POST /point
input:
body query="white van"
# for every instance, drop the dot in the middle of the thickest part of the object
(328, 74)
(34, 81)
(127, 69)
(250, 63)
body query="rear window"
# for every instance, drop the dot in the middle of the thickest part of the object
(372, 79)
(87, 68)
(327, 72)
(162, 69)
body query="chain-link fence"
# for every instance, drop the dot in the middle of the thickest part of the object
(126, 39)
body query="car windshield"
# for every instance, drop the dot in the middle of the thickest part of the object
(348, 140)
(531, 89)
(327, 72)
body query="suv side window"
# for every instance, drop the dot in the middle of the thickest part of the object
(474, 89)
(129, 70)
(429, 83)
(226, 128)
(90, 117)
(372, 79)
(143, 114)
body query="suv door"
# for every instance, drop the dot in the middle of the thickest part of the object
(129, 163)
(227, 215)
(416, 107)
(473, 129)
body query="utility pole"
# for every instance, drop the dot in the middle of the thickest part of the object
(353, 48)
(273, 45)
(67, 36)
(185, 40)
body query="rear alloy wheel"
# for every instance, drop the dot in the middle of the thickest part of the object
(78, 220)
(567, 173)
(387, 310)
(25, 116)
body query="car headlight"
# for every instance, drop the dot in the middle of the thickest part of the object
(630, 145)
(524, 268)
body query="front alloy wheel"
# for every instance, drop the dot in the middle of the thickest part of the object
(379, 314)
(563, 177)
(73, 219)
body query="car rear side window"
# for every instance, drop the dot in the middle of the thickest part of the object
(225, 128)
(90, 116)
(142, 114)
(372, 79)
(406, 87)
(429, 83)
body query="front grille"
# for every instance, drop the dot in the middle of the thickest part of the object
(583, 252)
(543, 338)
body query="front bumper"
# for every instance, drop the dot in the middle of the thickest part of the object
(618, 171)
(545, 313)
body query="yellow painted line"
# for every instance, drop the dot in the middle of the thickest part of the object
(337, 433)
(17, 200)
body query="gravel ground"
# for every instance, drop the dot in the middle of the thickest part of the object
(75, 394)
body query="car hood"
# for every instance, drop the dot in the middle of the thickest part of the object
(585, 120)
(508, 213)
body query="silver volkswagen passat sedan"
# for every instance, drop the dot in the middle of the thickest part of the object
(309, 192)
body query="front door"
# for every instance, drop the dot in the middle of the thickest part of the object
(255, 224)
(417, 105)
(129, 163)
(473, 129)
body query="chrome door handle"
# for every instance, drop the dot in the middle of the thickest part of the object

==========

■ **PROBLEM TO WORK ON**:
Count the lines in the records above that contain the string "side", treating uppercase and lowercase as different. Give only the number.

■ **REPLY TO THE TASK**:
2